begin INFORMATION PROVIDED
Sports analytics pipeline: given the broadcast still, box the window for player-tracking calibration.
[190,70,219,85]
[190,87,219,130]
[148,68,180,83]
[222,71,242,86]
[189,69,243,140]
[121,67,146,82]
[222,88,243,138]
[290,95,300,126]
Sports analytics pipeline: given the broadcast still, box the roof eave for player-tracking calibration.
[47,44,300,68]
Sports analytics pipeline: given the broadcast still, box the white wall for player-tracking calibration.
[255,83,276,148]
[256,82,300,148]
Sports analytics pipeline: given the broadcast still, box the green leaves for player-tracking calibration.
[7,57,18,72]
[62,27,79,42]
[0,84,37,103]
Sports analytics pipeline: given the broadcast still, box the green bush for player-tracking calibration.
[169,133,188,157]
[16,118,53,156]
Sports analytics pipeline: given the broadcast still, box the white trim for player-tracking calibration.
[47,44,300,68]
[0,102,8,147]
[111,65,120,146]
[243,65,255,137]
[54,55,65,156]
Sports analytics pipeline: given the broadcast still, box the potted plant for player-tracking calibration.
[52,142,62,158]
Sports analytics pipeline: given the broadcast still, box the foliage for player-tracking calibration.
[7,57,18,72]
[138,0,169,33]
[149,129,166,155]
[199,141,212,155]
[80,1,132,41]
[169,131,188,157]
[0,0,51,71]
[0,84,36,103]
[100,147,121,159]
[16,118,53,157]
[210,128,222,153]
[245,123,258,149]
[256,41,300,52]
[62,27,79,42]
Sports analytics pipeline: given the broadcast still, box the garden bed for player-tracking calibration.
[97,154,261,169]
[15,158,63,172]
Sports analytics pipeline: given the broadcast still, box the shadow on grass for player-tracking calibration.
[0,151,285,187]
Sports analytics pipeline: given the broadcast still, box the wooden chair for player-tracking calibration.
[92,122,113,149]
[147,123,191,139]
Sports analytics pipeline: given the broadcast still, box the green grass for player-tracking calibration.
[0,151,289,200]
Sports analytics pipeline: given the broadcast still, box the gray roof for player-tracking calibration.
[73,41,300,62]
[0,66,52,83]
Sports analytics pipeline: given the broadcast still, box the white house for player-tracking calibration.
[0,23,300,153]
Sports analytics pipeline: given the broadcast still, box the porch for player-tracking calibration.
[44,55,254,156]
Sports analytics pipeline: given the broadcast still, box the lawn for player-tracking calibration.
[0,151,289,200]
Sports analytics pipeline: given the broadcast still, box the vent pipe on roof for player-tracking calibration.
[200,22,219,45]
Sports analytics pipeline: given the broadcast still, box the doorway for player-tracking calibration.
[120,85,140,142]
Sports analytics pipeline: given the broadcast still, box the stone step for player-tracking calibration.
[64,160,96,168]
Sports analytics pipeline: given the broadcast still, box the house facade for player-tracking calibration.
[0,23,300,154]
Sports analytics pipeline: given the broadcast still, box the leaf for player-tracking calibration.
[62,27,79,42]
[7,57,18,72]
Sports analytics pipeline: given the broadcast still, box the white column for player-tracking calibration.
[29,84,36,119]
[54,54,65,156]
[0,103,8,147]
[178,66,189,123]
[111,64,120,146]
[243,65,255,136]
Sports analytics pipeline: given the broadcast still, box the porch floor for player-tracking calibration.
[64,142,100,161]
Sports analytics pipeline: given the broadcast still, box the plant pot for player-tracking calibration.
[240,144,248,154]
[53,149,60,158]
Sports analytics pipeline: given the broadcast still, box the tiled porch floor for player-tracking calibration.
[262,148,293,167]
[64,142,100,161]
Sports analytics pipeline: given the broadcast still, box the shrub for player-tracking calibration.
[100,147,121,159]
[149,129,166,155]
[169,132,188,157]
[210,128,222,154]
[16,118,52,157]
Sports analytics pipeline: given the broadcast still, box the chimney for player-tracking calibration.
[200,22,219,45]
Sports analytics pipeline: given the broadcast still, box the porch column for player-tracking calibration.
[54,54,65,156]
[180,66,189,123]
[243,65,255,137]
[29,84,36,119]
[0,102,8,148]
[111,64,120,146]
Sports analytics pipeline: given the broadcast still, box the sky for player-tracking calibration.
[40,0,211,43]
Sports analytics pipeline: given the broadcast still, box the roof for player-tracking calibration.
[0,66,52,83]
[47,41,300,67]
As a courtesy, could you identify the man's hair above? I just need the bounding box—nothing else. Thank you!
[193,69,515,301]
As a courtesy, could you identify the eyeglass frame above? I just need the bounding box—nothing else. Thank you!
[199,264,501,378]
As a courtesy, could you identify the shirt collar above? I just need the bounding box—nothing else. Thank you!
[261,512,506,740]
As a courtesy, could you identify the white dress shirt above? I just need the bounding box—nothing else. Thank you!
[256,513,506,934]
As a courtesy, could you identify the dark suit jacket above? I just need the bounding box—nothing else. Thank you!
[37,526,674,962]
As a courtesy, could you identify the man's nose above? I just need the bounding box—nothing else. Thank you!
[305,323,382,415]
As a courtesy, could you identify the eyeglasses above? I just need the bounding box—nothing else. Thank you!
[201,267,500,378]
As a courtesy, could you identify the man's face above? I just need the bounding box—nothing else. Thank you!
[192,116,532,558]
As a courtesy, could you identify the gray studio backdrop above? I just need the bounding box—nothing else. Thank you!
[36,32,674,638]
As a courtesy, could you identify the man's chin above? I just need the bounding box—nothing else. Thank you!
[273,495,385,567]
end INFORMATION PROVIDED
TASK TO COMPLETE:
Rewrite every line from the one containing "As a courtesy, could you identify the eyeglasses" through the end of the data above, inclusive. Keep all wording unchanged and offset each bounding-box coordinate by 9.

RESPONSE TO THE EXERCISE:
As a courtesy, could you identify the eyeglasses above? I just need the bounding box—nothing else. Thank you!
[210,276,509,387]
As a courtesy, could you identify the man's face above? I just need the bounding box—nothing else. Thank you!
[201,125,541,567]
As a courtesy, could you identify the gray studio backdrop above? I just need the bounding box—nothing else. Thank you!
[45,41,683,647]
As a courtesy, could you identify the man's chin above? I just need the bounding box—nothing else. Thank you!
[282,504,394,576]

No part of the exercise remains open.